>> begin TEXT SEGMENT

Inaction is the enemy. Personal accounts can be part of a solution.

December 13, 2004|Olivia S. Mitchell and Thomas R. Saving | Democrat Olivia S. Mitchell, a professor at the Wharton School at the University of Pennsylvania, and Republican Thomas R. Saving, an economics professor at Texas A&M, were on the President's Commission to Strengthen Social Security.

As is true for all important public policy issues, the proposals for fixing Social Security don't condense easily into simple sound bites. Right now, the debate is being clouded by the claim that creating personal Social Security accounts would give rise to huge "transition costs" that we otherwise would not have to face.

In reality, the question isn't whether or not there will be costs involved in dealing with Social Security's problems, but how much they will be and when they will be paid.

Let's clear the air by reviewing key facts about Social Security. First, the good news: Today's retirees and those nearing retirement will get their benefit checks. Currently, the Social Security system takes in more in taxes than it uses to pay benefits each year.

>> end TEXT SEGMENT

TASKS TO PERFORM:
a) Can you reproduce, word for word, the stretch of the Social Security commentary that opens with "In reality, the" and closes with "benefits each year."?
b) What comes next in the Social Security commentary? Write the next part, starting right after its final sentence.

>> begin DATASET EXCERPTS

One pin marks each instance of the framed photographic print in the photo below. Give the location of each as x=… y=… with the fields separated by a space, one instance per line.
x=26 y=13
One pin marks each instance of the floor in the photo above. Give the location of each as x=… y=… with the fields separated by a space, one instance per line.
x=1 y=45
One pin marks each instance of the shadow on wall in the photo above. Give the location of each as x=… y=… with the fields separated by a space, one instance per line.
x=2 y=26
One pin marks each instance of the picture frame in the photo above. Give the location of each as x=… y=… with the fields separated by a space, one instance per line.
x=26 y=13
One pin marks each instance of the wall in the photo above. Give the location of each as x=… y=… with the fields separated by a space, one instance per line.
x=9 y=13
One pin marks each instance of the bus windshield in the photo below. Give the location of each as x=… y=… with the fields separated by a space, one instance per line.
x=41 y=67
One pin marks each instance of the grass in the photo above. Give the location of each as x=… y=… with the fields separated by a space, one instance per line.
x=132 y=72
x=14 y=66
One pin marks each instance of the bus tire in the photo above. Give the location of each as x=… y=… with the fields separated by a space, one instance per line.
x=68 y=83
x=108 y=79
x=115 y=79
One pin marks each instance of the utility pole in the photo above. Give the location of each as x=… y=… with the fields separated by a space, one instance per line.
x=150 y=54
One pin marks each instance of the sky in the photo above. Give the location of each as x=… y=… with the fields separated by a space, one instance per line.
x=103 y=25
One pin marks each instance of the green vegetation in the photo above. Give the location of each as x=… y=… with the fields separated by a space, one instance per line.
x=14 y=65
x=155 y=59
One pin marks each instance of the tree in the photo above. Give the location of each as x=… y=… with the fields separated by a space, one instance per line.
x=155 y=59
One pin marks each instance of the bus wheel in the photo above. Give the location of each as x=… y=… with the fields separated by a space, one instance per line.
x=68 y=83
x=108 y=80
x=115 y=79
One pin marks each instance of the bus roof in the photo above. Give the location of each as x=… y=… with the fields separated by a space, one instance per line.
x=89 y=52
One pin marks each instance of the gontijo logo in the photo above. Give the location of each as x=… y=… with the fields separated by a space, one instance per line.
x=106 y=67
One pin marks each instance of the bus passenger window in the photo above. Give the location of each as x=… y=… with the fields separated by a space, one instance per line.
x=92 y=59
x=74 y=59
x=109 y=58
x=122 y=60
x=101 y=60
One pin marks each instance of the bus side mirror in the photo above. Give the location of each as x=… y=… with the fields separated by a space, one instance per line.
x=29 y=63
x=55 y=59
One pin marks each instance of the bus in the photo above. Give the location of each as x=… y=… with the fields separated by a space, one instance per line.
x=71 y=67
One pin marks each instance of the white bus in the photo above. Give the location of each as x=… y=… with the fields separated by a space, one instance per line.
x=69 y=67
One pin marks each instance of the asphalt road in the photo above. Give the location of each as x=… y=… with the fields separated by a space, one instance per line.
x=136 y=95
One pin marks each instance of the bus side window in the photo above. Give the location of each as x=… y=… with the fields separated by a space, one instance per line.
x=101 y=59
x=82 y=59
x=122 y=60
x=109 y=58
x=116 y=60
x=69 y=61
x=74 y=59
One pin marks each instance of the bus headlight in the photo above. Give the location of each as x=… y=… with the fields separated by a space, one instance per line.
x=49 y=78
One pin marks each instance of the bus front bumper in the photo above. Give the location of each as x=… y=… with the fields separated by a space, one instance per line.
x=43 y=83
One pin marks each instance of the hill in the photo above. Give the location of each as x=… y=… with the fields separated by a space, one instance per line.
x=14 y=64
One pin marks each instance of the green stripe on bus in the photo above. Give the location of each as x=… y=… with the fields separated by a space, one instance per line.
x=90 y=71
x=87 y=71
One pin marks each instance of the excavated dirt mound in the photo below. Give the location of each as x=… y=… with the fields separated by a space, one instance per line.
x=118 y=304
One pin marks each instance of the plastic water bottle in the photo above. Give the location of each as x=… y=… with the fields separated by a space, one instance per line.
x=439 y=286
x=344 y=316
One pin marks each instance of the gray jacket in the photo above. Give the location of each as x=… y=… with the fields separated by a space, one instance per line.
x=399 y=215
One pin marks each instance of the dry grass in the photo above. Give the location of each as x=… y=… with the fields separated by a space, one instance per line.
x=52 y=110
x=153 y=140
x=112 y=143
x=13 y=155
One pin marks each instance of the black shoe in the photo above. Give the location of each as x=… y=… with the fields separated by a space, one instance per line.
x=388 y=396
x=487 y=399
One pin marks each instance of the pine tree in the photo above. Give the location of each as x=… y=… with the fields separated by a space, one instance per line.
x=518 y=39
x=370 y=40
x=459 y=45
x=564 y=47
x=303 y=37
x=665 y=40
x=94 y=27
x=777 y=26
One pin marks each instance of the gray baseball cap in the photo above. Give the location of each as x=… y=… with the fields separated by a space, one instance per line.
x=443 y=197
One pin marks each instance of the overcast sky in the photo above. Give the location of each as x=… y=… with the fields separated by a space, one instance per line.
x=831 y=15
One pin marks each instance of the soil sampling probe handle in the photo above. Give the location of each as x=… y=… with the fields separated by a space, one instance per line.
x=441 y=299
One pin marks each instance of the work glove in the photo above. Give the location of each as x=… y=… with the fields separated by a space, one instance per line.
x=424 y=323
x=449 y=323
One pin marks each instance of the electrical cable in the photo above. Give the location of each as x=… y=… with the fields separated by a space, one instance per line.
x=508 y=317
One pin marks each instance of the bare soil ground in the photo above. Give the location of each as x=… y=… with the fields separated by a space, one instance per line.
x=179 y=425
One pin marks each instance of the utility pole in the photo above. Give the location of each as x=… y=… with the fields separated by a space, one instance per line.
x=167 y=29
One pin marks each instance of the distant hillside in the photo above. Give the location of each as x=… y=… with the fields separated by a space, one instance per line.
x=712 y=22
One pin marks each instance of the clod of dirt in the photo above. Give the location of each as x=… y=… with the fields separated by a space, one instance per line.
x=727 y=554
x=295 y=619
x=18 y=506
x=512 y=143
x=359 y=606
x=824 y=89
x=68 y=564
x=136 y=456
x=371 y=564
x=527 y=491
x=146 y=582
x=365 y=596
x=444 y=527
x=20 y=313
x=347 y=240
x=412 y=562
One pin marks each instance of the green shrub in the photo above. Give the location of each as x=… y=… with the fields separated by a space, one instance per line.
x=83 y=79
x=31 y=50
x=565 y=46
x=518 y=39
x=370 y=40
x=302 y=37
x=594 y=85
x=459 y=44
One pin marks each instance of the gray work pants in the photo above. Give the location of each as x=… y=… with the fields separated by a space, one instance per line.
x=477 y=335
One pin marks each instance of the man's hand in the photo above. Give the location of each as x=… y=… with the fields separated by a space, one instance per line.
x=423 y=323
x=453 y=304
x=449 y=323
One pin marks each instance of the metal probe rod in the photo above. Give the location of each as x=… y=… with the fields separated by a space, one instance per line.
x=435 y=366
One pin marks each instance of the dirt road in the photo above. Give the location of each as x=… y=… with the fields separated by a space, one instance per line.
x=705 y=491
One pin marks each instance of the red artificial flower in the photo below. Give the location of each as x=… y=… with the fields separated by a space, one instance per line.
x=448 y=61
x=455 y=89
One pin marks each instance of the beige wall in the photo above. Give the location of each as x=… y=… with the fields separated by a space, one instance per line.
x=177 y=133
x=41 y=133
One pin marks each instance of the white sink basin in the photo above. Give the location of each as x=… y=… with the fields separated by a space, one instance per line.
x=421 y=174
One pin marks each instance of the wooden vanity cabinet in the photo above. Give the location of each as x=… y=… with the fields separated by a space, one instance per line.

>> end DATASET EXCERPTS

THE REPLIES:
a)
In reality, the question isn't whether or not there will be costs involved in dealing with Social Security's problems, but how much they will be and when they will be paid.

Let's clear the air by reviewing key facts about Social Security. First, the good news: Today's retirees and those nearing retirement will get their benefit checks. Currently, the Social Security system takes in more in taxes than it uses to pay benefits each year.

b)
Next, the bad news: In less than 15 years, a shrinking workforce and the retirement of the baby boom generation will result in payroll taxes falling short of what is needed to continue paying Social Security benefit checks. At that point, the system will begin to draw down the Social Security trust fund, made up of surplus payroll taxes previously paid into the system.

Unfortunately, the trust fund is full of IOUs because the government has not saved these surplus payroll taxes. The trust fund simply represents the promise of one part of government (the Treasury Department) to another part (the Social Security Administration) to find those dollars when they are needed.

How much are the IOUs worth? $1.9 trillion. To come up with that, other government programs will need to be cut, taxes will need to be raised or new borrowing will need to occur. And even then, the Social Security actuaries tell us that by 2042 the trust fund will be used up, and there will still be a substantial shortfall between promised benefits and the amount payroll taxes bring in.

Which brings us to the ugly: When the trust fund runs out, benefits will have to be cut by 30% or payroll taxes will have to rise by 50% to 80%.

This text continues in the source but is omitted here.